### Exercise:
Transcribe all the records with complete accuracy.

### Data provided:
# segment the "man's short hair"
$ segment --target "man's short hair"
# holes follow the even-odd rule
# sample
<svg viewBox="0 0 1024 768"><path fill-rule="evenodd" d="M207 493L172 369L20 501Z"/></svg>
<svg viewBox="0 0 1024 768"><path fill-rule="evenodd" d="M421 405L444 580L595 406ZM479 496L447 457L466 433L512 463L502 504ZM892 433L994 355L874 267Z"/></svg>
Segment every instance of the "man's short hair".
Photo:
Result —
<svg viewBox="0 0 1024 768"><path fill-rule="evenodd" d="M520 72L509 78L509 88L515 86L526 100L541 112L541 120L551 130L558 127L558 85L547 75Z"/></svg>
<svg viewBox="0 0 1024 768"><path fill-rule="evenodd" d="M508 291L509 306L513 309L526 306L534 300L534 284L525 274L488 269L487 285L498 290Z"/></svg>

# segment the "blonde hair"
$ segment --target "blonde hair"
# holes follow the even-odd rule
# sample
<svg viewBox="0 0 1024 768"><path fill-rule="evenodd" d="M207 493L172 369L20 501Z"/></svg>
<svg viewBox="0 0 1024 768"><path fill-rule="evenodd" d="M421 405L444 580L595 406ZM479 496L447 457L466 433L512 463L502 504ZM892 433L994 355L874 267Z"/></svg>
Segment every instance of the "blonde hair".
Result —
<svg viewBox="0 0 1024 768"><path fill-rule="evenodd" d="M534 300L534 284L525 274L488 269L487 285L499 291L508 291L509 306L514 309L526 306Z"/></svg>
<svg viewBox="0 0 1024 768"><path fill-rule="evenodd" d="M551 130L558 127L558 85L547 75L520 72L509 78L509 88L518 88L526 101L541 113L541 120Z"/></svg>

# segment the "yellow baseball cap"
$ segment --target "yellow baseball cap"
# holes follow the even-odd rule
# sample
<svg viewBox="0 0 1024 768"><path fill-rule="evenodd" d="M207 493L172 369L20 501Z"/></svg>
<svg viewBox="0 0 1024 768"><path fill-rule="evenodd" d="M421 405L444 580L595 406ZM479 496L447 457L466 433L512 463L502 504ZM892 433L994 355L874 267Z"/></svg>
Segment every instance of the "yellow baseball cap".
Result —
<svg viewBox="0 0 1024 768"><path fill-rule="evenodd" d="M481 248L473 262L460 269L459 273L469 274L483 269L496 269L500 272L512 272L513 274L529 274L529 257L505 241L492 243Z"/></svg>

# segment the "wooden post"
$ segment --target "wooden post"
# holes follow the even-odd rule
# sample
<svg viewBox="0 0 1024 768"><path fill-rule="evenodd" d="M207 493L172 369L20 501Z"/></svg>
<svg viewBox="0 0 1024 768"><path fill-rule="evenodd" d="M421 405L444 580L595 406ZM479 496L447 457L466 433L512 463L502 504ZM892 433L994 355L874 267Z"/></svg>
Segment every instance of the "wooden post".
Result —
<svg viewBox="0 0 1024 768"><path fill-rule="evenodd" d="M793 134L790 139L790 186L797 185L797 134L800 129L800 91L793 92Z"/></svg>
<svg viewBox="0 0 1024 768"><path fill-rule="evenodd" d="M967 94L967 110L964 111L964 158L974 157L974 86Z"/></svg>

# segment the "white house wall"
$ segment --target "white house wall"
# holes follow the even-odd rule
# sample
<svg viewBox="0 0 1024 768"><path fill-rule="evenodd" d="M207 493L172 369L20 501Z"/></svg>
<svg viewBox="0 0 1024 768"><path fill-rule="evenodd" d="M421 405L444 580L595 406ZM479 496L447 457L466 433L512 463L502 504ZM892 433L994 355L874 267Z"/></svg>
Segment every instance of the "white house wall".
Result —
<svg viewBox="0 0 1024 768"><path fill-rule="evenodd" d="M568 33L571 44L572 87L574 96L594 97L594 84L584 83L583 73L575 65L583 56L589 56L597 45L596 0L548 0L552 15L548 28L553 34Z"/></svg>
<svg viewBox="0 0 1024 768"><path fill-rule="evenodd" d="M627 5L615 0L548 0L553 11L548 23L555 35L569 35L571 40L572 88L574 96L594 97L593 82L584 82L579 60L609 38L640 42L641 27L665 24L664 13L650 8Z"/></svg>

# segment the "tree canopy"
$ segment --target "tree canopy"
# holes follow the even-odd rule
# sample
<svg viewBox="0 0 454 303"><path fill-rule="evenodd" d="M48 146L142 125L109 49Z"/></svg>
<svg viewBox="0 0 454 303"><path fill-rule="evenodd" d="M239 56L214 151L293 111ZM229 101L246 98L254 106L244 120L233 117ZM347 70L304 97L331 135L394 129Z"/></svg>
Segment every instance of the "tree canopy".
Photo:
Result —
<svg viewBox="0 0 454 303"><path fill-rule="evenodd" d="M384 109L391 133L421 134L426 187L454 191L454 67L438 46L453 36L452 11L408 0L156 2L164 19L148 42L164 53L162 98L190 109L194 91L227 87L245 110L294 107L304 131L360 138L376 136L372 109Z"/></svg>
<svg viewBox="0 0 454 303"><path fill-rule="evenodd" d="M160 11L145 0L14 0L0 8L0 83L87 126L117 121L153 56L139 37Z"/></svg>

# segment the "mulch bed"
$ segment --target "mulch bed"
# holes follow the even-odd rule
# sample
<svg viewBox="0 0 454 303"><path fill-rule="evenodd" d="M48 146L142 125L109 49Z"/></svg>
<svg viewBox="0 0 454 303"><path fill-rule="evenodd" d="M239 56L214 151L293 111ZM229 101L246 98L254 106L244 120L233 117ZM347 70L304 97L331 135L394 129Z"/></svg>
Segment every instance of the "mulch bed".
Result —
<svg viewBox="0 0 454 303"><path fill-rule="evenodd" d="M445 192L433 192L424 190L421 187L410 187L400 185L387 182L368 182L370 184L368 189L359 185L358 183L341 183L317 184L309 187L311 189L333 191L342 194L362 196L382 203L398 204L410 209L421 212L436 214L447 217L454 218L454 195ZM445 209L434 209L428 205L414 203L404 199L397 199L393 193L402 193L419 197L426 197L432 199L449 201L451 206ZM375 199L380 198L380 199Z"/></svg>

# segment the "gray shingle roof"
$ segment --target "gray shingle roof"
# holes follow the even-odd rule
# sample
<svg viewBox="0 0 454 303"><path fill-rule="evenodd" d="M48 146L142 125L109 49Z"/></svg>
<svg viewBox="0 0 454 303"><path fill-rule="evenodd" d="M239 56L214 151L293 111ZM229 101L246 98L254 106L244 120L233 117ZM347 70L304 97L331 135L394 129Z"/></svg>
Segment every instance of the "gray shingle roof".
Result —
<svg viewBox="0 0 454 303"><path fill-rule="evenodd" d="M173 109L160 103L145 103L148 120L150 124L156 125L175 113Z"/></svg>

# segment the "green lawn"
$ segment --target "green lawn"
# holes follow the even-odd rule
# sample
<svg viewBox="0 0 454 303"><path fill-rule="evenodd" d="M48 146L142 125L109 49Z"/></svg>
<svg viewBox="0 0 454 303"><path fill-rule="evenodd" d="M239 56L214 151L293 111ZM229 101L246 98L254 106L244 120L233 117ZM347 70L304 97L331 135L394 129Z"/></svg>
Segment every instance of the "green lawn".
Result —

### Exercise solution:
# segment the "man's short hair"
$ segment --target "man's short hair"
# holes follow the even-odd rule
# sample
<svg viewBox="0 0 1024 768"><path fill-rule="evenodd" d="M207 493L172 369L20 501Z"/></svg>
<svg viewBox="0 0 1024 768"><path fill-rule="evenodd" d="M421 405L444 580L595 406ZM479 496L447 457L466 433L512 463L502 504ZM892 433L994 355L874 267Z"/></svg>
Segment every instance of the "man's short hair".
Photo:
Result —
<svg viewBox="0 0 1024 768"><path fill-rule="evenodd" d="M520 72L509 78L509 88L515 86L526 100L541 112L541 120L551 130L558 127L558 85L547 75Z"/></svg>
<svg viewBox="0 0 1024 768"><path fill-rule="evenodd" d="M508 291L509 306L513 309L526 306L534 300L534 284L525 274L488 269L487 285L498 290Z"/></svg>

# segment the "blonde hair"
$ segment --target "blonde hair"
# holes follow the even-odd rule
# sample
<svg viewBox="0 0 1024 768"><path fill-rule="evenodd" d="M207 493L172 369L20 501Z"/></svg>
<svg viewBox="0 0 1024 768"><path fill-rule="evenodd" d="M421 405L444 580L595 406ZM479 496L447 457L466 433L512 463L502 504ZM892 433L994 355L874 267Z"/></svg>
Segment every instance of the "blonde hair".
Result —
<svg viewBox="0 0 1024 768"><path fill-rule="evenodd" d="M534 300L534 284L525 274L488 269L487 285L499 291L508 291L509 306L514 309L526 306Z"/></svg>
<svg viewBox="0 0 1024 768"><path fill-rule="evenodd" d="M551 130L558 127L558 85L547 75L520 72L509 78L509 88L518 88L526 101L541 113L541 120Z"/></svg>

# segment the "yellow baseball cap"
$ segment --target "yellow baseball cap"
# holes follow the even-odd rule
# sample
<svg viewBox="0 0 1024 768"><path fill-rule="evenodd" d="M207 493L172 369L20 501Z"/></svg>
<svg viewBox="0 0 1024 768"><path fill-rule="evenodd" d="M421 405L444 580L595 406ZM479 496L447 457L466 433L512 463L502 504ZM892 433L994 355L874 267Z"/></svg>
Segment every instance of the "yellow baseball cap".
Result —
<svg viewBox="0 0 1024 768"><path fill-rule="evenodd" d="M481 248L473 262L460 269L459 273L469 274L483 269L496 269L500 272L512 272L513 274L529 274L529 257L505 241L492 243Z"/></svg>

# segment the "wooden post"
$ segment --target "wooden post"
# holes follow the even-odd rule
# sample
<svg viewBox="0 0 1024 768"><path fill-rule="evenodd" d="M207 493L172 369L20 501Z"/></svg>
<svg viewBox="0 0 1024 768"><path fill-rule="evenodd" d="M421 405L444 580L595 406ZM479 496L447 457L466 433L512 463L502 504ZM892 433L994 355L874 267Z"/></svg>
Segment every instance of the "wooden post".
Result —
<svg viewBox="0 0 1024 768"><path fill-rule="evenodd" d="M793 134L790 139L790 186L797 185L797 134L800 129L800 91L793 92Z"/></svg>
<svg viewBox="0 0 1024 768"><path fill-rule="evenodd" d="M967 94L967 110L964 111L964 158L974 157L974 86Z"/></svg>

# segment the "white house wall"
$ segment --target "white house wall"
# holes follow the even-odd rule
# sample
<svg viewBox="0 0 1024 768"><path fill-rule="evenodd" d="M207 493L172 369L20 501Z"/></svg>
<svg viewBox="0 0 1024 768"><path fill-rule="evenodd" d="M421 405L444 580L595 406ZM479 496L447 457L466 433L512 463L502 504ZM892 433L994 355L874 267Z"/></svg>
Segment every instance of the "white house wall".
Result —
<svg viewBox="0 0 1024 768"><path fill-rule="evenodd" d="M568 33L571 44L572 87L574 96L594 97L594 84L584 83L583 73L575 65L583 56L589 56L597 45L596 0L548 0L552 15L548 28L553 34Z"/></svg>
<svg viewBox="0 0 1024 768"><path fill-rule="evenodd" d="M627 5L615 0L548 0L553 11L548 23L555 35L569 35L571 40L572 88L574 96L594 97L593 82L584 82L579 60L609 38L640 42L641 27L665 24L664 13L650 8Z"/></svg>

# segment the "tree canopy"
$ segment --target "tree canopy"
# holes follow the even-odd rule
# sample
<svg viewBox="0 0 454 303"><path fill-rule="evenodd" d="M48 146L142 125L109 49Z"/></svg>
<svg viewBox="0 0 454 303"><path fill-rule="evenodd" d="M239 56L214 151L293 111ZM229 101L246 98L254 106L244 120L233 117ZM347 70L304 97L331 135L394 129Z"/></svg>
Segment every instance of the "tree canopy".
Photo:
Result —
<svg viewBox="0 0 454 303"><path fill-rule="evenodd" d="M384 109L391 133L421 134L426 187L454 191L454 67L438 46L453 36L452 11L408 0L156 2L164 19L148 42L164 53L162 98L190 109L194 91L227 87L245 110L294 107L304 131L360 138L376 136L372 109Z"/></svg>
<svg viewBox="0 0 454 303"><path fill-rule="evenodd" d="M160 11L145 0L14 0L0 8L0 83L87 126L117 121L153 56L139 37Z"/></svg>

# segment the "mulch bed"
$ segment --target "mulch bed"
# holes follow the even-odd rule
# sample
<svg viewBox="0 0 454 303"><path fill-rule="evenodd" d="M48 146L142 125L109 49Z"/></svg>
<svg viewBox="0 0 454 303"><path fill-rule="evenodd" d="M239 56L214 151L293 111ZM229 101L246 98L254 106L244 120L233 117ZM347 70L304 97L331 135L394 129Z"/></svg>
Segment every instance of the "mulch bed".
Result —
<svg viewBox="0 0 454 303"><path fill-rule="evenodd" d="M445 192L433 192L424 190L421 187L410 187L400 185L387 182L368 182L370 184L368 189L359 185L358 183L341 183L317 184L309 187L311 189L333 191L342 194L362 196L382 203L398 204L410 209L421 212L436 214L447 217L454 218L454 195ZM445 209L434 209L428 205L414 203L404 199L397 199L393 193L402 193L419 197L426 197L432 199L449 201L451 206ZM375 199L380 198L380 199Z"/></svg>

# segment the "gray shingle roof"
$ segment --target "gray shingle roof"
# holes follow the even-odd rule
# sample
<svg viewBox="0 0 454 303"><path fill-rule="evenodd" d="M48 146L142 125L109 49Z"/></svg>
<svg viewBox="0 0 454 303"><path fill-rule="evenodd" d="M239 56L214 151L293 111ZM229 101L246 98L254 106L244 120L233 117ZM347 70L304 97L331 135L394 129Z"/></svg>
Segment every instance of the "gray shingle roof".
Result —
<svg viewBox="0 0 454 303"><path fill-rule="evenodd" d="M173 109L160 103L145 103L148 120L150 124L156 125L175 113Z"/></svg>

# segment the "green lawn"
$ segment --target "green lawn"
# holes follow the even-odd rule
# sample
<svg viewBox="0 0 454 303"><path fill-rule="evenodd" d="M48 146L142 125L109 49Z"/></svg>
<svg viewBox="0 0 454 303"><path fill-rule="evenodd" d="M239 56L214 151L293 111ZM229 101L246 98L254 106L244 120L233 117ZM347 70L304 97L331 135L394 129Z"/></svg>
Segment every instance of the "green lawn".
Result —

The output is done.